TASK ITEM >> Continue the opinion piece on the Supreme Court's eminent domain ruling, picking up after its final paragraph.
--- SOURCE DOCUMENT Enclosed Below ---
So when I heard the news about the Supreme Court decision that allows local governments to seize personal property and sell it to developers I demurred.
“No, that can’t possibly be what the decision means” I said to myself, “The incompetent, sensationalist, mainstream media has got it wrong somehow. That’s got to be it.”
I figured that maybe it was a case of property being seized for back taxes and sold to a developer, or maybe an application of eminent domain that included a hospital run by a private corporation in a community that needed a hospital…something maybe disturbing…as any seizure of private property is…but something at least arguable.
Let me clarify this so nobody makes a mistake about my opinions. I support the concept of eminent domain. Public health and public well-being cannot be obstructed by hold-outs. If we need a school, or a highway, waste treatment plant, landfill, water tower, airport, hospital…whatever…then we need it. It would be nice if the government actually had to pay what you could get for the house on the open market …and in most cases they don’t…but at least the public good is served, and the individual gets compensation.
But seizing personal property so that a private developer can build a hotel, a health club and some office buildings? No. That’s not OK.
Maybe these businesses WILL help the economic health of the city, but there are other ways to accomplish this. Actually approaching all the property owners and offering to buy their property, for one. Giving them relocation funds, and maybe – oh, I don’t know, call me crazy – making it worth their while to part with their property?
Dear Mr. Developer,
You want to knock down my house, and the houses of a couple dozen of my closest neighbors in order to build a health club, a hotel and an office park? You stand to make millions of dollars, and the city stands to make hundreds of thousands of dollars per year in additional taxes?
Hey, looks like I hit the jackpot. Let’s start negotiatin’ talk to me baby, let’s see if we can make a deal.
Last guy standing gets the big bucks. It’s not fair, but life’s not fair. Deal. You’re a multi-million-dollar-developer. You’ve got a $1000 suit, and a manicure, and a really really nice hair-cut. This is what you were raised in that test tube and programmed in that private business school to do. Talk to me and make your daddy proud.
--- End of Enclosed SOURCE DOCUMENT ---
--- ENTRIES SHOWN Enclosed Below ---
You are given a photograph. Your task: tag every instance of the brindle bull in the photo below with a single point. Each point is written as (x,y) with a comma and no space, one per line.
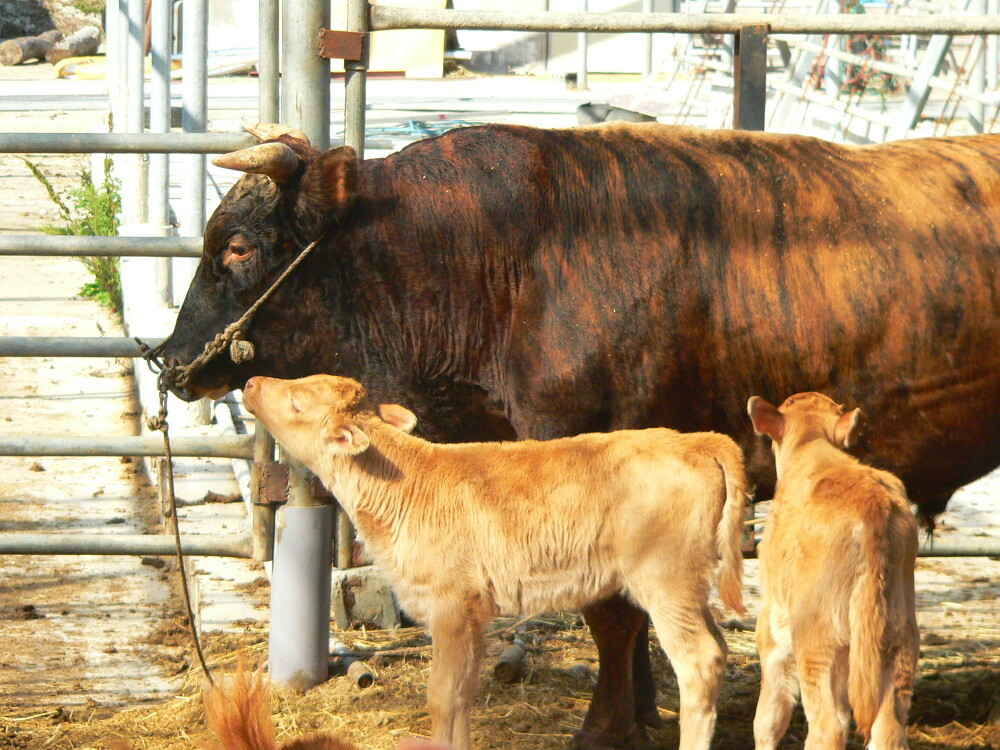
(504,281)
--- End of Enclosed ENTRIES SHOWN ---
--- ENTRIES SHOWN Enclosed Below ---
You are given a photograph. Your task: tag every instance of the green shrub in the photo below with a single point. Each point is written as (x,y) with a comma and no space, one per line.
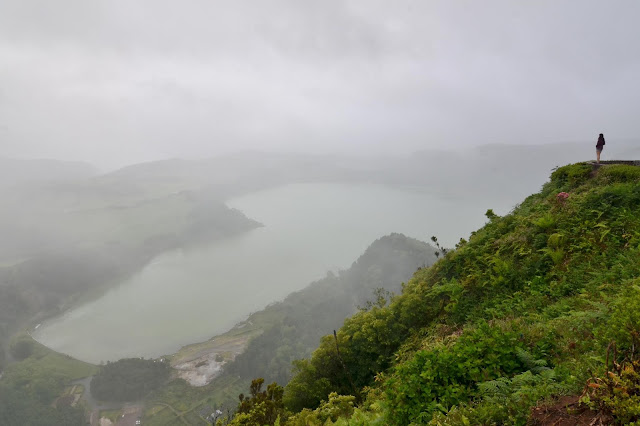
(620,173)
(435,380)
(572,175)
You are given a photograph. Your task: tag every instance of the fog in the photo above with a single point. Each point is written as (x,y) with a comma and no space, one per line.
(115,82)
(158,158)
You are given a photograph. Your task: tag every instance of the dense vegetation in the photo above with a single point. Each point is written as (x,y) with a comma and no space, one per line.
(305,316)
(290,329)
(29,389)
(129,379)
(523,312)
--- End of Enclosed ENTRIES SHOWN ---
RESULT OF THIS EXERCISE >>
Sincerely,
Concerned Citizen
Not anymore. Now, Mr. Developer throws some heavy cash around the elected city officials, throws a party or two, and suddenly their first offer is their last offer, and you can take it or not, but here’s the date the bulldozers will be showing up.
It has been an off-and-on discussion amongst people I know for quite some time that the Federal Government is not the biggest danger to our personal freedom and independence…that big money and big corporations are.
It wasn’t that long ago that your employer could spy on you, film you without your knowledge or consent, profit greatly from your untimely death, etc. and the Federal Government couldn’t, for instance.
Then the Patriot Acts came along and the government surged ahead…
But now, big business is in the lead again with a strange new ally and the blessings of a branch of the Federal Government. You get to elect the strong-arm big-money enforcers who bully you into giving in to the big man. Progress!…but cheer up. At least that elderly couple who scrimped and saved and sacrificed to buy the home they hoped to live in until they died won’t get in the way of the new mall.
Sure it’s sad for the old couple…but now you’ll only have to drive 10 minutes instead of 20 to get your Cold Stone Ice Cream, your Culver’s Butterburger, and your Krispy Kremes. The public good is served.
God Bless America.
But on the bright side (because I always look on the bright side), maybe people will pay more attention to local politics from now on.